> _INFORMATION_

==*==

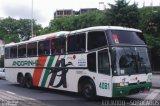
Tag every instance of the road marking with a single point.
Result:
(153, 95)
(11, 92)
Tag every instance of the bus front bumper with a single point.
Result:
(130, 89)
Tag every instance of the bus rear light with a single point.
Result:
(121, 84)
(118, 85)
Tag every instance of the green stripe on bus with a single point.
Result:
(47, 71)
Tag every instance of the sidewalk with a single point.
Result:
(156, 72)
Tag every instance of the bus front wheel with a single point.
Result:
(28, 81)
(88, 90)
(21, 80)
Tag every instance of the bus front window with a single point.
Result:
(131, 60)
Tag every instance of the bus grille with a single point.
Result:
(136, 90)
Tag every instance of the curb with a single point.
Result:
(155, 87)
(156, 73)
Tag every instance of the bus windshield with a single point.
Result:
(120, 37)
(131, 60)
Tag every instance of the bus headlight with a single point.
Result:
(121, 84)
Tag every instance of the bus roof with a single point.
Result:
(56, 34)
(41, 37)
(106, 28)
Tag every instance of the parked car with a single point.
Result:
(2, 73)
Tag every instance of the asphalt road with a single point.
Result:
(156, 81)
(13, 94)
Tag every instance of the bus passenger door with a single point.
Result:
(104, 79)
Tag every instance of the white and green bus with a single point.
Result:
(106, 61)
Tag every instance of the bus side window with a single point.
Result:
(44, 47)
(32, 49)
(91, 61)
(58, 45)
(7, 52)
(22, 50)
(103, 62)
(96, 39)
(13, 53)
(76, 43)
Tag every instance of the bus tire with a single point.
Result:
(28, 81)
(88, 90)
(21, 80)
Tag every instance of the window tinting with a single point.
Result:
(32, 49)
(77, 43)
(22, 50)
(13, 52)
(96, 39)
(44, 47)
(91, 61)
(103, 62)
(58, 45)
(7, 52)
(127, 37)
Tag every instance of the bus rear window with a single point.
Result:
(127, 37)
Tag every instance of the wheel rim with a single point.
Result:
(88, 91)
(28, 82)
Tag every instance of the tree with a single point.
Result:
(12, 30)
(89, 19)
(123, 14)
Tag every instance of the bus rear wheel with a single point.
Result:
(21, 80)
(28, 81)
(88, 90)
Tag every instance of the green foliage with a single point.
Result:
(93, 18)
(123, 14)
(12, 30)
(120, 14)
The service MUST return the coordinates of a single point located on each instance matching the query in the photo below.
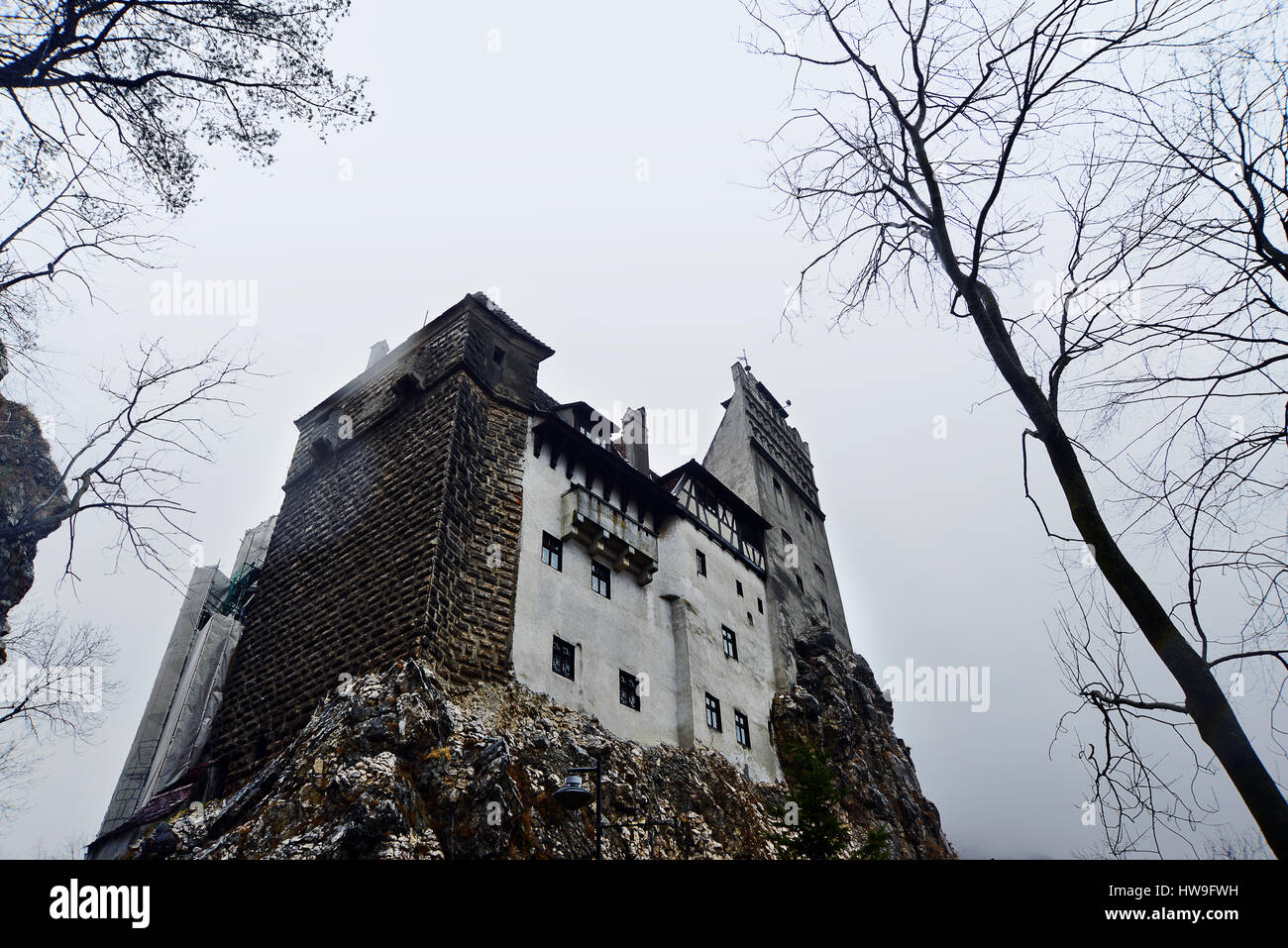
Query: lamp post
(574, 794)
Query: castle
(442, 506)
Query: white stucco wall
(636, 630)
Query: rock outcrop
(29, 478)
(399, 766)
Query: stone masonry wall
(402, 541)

==*==

> _TASK TO CARRY OUT_
Would you filter the entries above and keep each line that has the word "road"?

> _SOLUTION_
Tag every instance of the road marking with a single point.
Tag every instance of the asphalt road with a single point.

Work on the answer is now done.